___ Data to use ___

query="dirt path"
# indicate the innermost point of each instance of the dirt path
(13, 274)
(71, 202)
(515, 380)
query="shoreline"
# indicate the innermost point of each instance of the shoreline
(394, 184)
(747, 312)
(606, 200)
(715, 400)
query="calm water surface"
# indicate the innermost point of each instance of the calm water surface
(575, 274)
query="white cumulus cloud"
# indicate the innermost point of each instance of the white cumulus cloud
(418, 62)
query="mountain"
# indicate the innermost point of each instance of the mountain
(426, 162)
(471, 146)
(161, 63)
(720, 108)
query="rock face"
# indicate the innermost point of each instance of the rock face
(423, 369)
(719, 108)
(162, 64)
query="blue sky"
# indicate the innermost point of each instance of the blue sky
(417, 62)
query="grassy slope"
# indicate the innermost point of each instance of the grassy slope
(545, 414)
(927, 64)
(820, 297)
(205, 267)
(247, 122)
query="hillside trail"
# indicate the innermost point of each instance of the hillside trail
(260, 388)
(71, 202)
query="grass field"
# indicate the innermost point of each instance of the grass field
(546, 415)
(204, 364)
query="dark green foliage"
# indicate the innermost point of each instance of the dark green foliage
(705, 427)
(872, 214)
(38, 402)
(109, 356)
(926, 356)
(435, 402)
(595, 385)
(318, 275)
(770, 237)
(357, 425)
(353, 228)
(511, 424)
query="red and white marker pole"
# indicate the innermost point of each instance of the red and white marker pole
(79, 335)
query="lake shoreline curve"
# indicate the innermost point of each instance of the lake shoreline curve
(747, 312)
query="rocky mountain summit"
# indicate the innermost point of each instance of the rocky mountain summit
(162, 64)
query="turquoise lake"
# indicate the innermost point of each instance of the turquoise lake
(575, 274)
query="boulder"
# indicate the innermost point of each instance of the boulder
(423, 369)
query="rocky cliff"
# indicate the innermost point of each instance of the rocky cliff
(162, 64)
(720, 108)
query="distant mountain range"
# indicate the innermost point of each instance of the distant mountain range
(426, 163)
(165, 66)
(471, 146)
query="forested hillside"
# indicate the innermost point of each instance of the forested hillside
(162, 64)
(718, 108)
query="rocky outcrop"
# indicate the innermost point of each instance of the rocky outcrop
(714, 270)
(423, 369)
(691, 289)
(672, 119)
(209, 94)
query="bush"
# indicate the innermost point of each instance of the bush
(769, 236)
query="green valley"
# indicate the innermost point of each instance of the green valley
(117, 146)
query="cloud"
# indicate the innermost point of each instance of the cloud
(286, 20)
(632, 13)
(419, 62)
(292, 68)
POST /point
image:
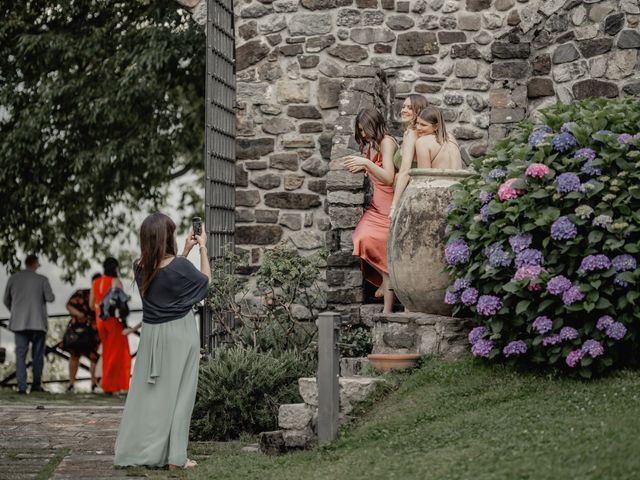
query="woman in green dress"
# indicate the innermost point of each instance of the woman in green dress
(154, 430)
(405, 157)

___
___ Data to use ___

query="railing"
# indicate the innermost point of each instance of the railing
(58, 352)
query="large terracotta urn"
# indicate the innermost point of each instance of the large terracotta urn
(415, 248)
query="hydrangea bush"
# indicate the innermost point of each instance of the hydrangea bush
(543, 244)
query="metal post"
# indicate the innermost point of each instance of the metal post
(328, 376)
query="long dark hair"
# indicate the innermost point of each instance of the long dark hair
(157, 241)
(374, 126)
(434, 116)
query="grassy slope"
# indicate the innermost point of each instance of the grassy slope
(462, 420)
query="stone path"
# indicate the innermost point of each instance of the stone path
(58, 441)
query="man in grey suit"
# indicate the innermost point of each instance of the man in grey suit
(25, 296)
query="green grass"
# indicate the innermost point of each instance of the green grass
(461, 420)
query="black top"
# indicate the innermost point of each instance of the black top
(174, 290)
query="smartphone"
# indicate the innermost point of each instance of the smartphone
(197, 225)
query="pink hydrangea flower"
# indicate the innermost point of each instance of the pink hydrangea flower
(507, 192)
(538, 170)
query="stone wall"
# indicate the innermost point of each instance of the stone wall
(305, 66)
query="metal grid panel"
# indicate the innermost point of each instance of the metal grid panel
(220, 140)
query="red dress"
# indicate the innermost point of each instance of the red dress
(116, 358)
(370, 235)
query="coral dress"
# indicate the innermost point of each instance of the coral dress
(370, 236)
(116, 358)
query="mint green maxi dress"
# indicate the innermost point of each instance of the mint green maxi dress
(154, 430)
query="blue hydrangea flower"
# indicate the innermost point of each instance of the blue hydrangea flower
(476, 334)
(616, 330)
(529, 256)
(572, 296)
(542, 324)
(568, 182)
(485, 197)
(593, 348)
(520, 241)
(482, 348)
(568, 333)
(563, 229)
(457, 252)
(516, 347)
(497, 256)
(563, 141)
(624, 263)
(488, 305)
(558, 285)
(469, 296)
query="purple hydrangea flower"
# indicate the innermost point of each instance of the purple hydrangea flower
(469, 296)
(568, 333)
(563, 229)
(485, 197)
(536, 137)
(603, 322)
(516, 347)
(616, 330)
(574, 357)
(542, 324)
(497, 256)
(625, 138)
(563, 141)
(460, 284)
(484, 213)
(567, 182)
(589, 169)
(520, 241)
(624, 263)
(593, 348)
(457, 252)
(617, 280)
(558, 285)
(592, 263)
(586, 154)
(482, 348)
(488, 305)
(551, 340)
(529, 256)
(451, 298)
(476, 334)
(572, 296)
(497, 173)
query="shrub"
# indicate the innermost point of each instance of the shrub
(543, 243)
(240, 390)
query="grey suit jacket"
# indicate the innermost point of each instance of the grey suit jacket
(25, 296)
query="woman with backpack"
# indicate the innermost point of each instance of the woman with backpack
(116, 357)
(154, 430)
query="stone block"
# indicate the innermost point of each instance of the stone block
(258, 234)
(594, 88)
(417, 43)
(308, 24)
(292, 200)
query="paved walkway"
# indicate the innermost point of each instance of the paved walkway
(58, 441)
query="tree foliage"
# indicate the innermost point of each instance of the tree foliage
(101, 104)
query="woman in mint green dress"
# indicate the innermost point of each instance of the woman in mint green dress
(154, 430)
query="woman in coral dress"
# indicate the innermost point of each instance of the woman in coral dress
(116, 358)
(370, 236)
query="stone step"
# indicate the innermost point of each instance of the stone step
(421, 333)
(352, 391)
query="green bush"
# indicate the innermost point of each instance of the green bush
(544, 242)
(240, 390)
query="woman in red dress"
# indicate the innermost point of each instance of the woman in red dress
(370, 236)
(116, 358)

___

Goal of the exercise:
Report every line in the entries that contains the string "valley", copying each such line in full.

Solution below:
query="green valley"
# indicate the innermost point of each instance of the green valley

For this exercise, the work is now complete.